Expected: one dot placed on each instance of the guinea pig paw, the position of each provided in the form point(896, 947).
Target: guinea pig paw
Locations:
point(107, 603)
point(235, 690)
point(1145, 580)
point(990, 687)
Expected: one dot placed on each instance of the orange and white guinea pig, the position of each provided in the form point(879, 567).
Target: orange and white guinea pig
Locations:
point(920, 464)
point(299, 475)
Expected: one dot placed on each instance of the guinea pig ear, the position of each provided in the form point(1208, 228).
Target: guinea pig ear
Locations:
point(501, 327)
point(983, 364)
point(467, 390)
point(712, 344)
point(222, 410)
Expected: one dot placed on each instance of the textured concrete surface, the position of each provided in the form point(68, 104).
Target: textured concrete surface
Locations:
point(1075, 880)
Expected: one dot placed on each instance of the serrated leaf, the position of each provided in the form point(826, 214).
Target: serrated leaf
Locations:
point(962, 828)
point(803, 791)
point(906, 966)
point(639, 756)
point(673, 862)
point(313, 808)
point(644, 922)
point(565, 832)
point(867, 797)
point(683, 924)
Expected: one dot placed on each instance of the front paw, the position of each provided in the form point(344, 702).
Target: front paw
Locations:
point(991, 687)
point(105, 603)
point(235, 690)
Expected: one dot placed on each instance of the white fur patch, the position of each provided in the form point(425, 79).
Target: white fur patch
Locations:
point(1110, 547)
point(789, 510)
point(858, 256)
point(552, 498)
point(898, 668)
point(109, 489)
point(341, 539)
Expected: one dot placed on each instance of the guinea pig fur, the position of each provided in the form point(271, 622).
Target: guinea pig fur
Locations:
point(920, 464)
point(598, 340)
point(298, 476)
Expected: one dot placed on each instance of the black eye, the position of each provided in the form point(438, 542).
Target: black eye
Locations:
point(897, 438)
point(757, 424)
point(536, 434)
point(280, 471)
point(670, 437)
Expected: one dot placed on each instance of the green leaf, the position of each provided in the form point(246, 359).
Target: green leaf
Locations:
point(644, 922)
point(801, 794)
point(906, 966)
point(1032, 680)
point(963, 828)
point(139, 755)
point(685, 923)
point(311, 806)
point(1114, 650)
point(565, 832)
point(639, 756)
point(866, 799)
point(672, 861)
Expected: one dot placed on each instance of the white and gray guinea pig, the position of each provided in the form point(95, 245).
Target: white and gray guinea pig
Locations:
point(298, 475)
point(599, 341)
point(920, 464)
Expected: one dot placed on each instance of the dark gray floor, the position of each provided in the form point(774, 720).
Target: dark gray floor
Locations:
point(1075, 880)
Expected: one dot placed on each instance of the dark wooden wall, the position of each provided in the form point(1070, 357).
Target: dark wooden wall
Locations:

+===+

- **Problem**
Copy verbatim the lines of the material above, from the line containing "Expected: one dot placed on each instance of the white fur" through the line containing "point(672, 861)", including both of those lines.

- **Full response**
Expected: one dot placed on each instance of the white fur patch, the position of each provided in the form point(425, 79).
Target: white fur patch
Locations:
point(1110, 547)
point(789, 510)
point(858, 256)
point(552, 498)
point(898, 668)
point(109, 489)
point(341, 539)
Expected: one dot placed on each instance of the guinea pig fur, the position of each provided in the form point(271, 622).
Target: guinea pig fur
Locations:
point(920, 464)
point(598, 340)
point(298, 476)
Expected: one dot placed on each instance of the black eye, the position of each provided in the form point(438, 542).
Target: black eye
Locations:
point(897, 438)
point(757, 424)
point(536, 434)
point(280, 471)
point(670, 437)
Expected: one dot placed on each instance of the green leaf, the position of each provided in the form point(246, 359).
Target: green leaf
Locations:
point(644, 922)
point(801, 794)
point(906, 966)
point(1032, 680)
point(963, 828)
point(139, 755)
point(685, 923)
point(311, 806)
point(1114, 650)
point(565, 832)
point(639, 756)
point(866, 799)
point(672, 861)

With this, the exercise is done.